(Some records)
- - - - -

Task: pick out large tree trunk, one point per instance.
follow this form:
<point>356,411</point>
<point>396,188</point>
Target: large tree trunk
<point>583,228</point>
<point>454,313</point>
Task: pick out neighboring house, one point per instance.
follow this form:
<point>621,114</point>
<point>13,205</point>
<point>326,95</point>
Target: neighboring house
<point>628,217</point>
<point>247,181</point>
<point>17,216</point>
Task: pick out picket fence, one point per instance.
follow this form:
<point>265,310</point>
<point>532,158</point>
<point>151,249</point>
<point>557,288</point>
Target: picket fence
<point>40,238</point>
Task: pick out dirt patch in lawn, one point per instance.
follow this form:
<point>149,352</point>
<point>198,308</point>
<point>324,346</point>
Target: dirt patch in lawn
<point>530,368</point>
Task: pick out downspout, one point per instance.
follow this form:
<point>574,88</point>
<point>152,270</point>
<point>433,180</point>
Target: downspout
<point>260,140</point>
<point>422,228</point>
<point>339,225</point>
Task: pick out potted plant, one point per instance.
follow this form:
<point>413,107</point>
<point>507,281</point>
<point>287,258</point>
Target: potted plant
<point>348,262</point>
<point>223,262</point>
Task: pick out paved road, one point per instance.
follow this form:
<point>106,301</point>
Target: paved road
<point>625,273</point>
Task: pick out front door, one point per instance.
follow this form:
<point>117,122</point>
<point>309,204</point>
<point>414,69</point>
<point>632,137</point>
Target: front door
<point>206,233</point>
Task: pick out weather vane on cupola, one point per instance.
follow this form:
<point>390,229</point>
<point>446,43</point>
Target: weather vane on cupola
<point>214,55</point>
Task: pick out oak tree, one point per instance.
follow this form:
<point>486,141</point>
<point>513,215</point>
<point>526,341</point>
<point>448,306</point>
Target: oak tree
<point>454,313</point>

- - - - -

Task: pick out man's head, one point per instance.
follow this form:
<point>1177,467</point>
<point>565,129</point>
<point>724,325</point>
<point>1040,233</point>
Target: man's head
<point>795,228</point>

- - - - -

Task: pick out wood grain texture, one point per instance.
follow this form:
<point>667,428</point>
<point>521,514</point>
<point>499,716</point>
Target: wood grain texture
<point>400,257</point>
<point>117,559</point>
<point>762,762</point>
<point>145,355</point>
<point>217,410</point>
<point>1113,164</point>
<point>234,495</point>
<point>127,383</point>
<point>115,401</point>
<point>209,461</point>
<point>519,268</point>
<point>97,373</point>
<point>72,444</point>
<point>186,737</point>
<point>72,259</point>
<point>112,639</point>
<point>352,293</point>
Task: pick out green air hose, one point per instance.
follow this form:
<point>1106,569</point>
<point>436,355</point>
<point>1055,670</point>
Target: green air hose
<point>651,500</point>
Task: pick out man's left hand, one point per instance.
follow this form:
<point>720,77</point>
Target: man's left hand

- - - - -

**GOAL:** Edit the records in the part that opens with the line containing "Task: pick out large" and closes with the line containing "<point>625,273</point>" so that "wooden fence" replaces "picket fence" and nothing else changes. Return only those lines.

**OUTPUT OF THE TASK:**
Task: pick out large tree trunk, one point per instance.
follow this form:
<point>356,411</point>
<point>396,188</point>
Target: large tree trunk
<point>583,228</point>
<point>454,313</point>
Task: pick out neighboring house, one point per instance.
follow this form:
<point>621,114</point>
<point>13,205</point>
<point>326,95</point>
Target: neighboring house
<point>628,217</point>
<point>247,181</point>
<point>17,216</point>
Task: pick out wooden fence, one point per instance.
follow this form:
<point>265,310</point>
<point>532,158</point>
<point>151,249</point>
<point>557,288</point>
Target: wooden fence
<point>40,238</point>
Task: pick out dirt patch in lawn, one point per instance.
follow this form:
<point>149,352</point>
<point>198,308</point>
<point>324,346</point>
Target: dirt patch in lawn
<point>530,368</point>
Task: pick out downspout, one point per instance.
follow this form:
<point>574,88</point>
<point>152,270</point>
<point>433,180</point>
Target: downspout
<point>260,140</point>
<point>422,228</point>
<point>339,225</point>
Task: pick out potted plant, one point per instance.
follow this form:
<point>413,107</point>
<point>507,281</point>
<point>287,258</point>
Target: potted plant
<point>348,262</point>
<point>223,262</point>
Task: pick out paved road, one point per instance.
follow this form:
<point>106,301</point>
Target: paved road
<point>625,273</point>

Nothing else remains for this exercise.